■ **Written exercise**: Repeat exactly, and only, the lines from the one containing "For each instance of the reflection" through the end of the records.
>>>
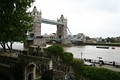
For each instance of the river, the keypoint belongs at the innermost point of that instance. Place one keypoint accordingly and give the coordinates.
(89, 52)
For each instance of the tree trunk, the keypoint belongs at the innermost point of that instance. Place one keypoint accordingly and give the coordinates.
(3, 46)
(9, 46)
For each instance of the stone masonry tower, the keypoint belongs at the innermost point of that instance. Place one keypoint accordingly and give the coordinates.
(36, 29)
(62, 31)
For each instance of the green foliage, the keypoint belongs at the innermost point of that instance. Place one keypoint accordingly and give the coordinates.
(14, 20)
(78, 68)
(93, 73)
(55, 50)
(67, 57)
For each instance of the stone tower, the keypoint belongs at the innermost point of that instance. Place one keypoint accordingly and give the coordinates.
(62, 31)
(36, 29)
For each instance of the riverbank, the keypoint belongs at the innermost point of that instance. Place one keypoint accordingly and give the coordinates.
(104, 44)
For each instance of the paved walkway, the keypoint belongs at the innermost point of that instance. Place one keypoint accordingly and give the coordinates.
(108, 67)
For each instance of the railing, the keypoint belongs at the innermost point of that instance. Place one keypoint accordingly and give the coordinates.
(117, 64)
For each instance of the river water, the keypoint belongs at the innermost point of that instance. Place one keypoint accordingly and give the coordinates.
(89, 52)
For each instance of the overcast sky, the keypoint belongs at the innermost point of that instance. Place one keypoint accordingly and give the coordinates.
(94, 18)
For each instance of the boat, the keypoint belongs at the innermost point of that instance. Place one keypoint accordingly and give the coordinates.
(113, 47)
(103, 47)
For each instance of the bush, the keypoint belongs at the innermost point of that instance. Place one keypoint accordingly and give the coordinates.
(67, 57)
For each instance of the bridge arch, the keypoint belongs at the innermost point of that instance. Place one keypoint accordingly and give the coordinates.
(36, 29)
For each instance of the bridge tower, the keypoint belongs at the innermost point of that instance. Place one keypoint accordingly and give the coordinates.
(36, 29)
(62, 31)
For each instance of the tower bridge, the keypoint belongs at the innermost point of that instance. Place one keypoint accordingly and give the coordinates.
(53, 22)
(34, 36)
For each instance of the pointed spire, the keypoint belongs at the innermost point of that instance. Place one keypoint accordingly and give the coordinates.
(34, 10)
(40, 11)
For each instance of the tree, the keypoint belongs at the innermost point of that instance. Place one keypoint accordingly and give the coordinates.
(14, 21)
(67, 57)
(78, 68)
(55, 50)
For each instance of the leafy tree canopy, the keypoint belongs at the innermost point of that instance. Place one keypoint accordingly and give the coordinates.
(14, 20)
(55, 50)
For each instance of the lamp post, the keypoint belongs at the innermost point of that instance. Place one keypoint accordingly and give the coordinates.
(81, 55)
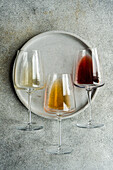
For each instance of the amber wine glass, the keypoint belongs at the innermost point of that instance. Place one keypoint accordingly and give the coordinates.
(59, 99)
(28, 75)
(88, 74)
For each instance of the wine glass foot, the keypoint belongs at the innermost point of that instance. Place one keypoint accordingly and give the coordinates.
(56, 151)
(29, 127)
(89, 125)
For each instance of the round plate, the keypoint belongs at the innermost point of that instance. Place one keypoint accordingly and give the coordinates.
(58, 50)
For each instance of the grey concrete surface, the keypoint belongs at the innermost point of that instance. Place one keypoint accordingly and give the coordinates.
(20, 20)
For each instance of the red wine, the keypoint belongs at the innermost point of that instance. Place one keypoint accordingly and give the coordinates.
(84, 73)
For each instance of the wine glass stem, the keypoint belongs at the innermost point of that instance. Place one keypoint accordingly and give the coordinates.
(59, 145)
(29, 108)
(89, 103)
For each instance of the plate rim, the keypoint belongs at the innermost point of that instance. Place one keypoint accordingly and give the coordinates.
(50, 116)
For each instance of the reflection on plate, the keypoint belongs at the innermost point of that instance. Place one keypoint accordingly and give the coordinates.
(58, 50)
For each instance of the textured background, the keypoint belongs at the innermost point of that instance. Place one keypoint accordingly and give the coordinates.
(20, 20)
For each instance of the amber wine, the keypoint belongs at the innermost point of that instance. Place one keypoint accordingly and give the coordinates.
(57, 98)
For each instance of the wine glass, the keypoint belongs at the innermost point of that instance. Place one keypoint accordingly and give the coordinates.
(59, 99)
(28, 75)
(88, 75)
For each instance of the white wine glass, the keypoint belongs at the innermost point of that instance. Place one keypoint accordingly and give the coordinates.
(59, 99)
(28, 75)
(88, 74)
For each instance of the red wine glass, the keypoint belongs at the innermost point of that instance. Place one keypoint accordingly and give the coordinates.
<<<
■ **Exercise answer**:
For each instance of the reflection on plate, the keypoint belongs at the innermost point of that instance. Place one keypoint accordingly and give the coordinates.
(58, 50)
For each instance of the textured background, the keypoint belongs at the innermost point of that instance. Place one keypoint accordingly and give the coordinates.
(20, 20)
For each instance of the amber wine, the keypoint belongs at the innermost point of that instance. Place one keypoint accordingly and give the coordinates.
(57, 98)
For each instance of the wine glass, the keypoint belongs at the innermost point of that instance. Place one keypoint accordingly and give the coordinates.
(59, 99)
(28, 75)
(88, 75)
For each instance of the white wine glass, the keypoint belongs at the innermost point of that instance. Place one keypoint accordingly and give the coordinates.
(59, 99)
(28, 75)
(88, 74)
For each instance of the red wine glass, the keypoint belongs at the innermost point of that instance. Place one keypoint accordingly and give the coordinates.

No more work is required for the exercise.